==== Material for this exercise

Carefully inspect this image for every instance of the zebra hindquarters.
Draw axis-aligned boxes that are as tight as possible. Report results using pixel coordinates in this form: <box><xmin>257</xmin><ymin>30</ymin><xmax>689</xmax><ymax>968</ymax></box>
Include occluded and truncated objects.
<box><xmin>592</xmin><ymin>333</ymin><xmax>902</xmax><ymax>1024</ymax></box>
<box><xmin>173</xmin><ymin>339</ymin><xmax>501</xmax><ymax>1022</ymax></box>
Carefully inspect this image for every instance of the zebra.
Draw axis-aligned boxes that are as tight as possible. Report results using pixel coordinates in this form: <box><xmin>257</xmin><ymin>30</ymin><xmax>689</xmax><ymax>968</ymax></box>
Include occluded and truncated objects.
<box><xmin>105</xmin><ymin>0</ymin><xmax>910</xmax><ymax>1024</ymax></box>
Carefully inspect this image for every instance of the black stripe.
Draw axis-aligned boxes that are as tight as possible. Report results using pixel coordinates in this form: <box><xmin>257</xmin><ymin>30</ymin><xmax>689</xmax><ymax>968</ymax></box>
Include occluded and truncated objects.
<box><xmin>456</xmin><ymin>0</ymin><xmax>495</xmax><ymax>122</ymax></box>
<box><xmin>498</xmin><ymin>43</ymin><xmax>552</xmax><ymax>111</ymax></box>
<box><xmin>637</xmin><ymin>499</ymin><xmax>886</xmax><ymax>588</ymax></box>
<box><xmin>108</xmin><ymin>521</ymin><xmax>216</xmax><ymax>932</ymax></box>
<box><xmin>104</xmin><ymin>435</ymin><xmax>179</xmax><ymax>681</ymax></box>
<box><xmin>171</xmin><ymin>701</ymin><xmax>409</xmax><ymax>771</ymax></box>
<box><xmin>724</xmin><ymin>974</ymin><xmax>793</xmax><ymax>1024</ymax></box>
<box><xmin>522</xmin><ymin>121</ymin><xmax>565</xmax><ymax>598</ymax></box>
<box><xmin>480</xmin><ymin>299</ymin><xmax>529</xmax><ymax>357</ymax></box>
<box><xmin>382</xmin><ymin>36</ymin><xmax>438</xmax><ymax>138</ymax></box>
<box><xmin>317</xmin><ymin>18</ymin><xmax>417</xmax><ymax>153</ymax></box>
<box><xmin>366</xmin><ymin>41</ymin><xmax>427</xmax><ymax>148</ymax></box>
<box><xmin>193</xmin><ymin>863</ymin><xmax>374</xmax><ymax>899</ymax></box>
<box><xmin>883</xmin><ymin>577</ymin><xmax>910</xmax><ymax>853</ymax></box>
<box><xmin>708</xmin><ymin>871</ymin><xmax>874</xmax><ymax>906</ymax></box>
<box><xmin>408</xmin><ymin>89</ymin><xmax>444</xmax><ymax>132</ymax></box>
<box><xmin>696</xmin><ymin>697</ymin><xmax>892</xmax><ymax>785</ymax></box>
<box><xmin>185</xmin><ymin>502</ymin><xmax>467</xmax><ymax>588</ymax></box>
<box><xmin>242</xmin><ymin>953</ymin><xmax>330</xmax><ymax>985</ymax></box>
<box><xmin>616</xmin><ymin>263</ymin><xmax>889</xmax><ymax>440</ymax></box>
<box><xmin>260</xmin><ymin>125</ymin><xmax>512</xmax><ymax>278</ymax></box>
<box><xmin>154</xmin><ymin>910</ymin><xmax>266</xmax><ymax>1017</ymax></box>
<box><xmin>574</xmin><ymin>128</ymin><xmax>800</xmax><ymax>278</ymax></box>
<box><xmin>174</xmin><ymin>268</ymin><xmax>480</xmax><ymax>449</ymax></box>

========

◆ Exercise description: Please show each line from the items above that contains the string "image", treating uppercase and lowercase as different.

◆ Written answer:
Carefully inspect this image for every instance of the zebra hindquarters.
Carefully inspect this image for every instance of the zebra.
Carefully inspect this image for every instance of the black stripe.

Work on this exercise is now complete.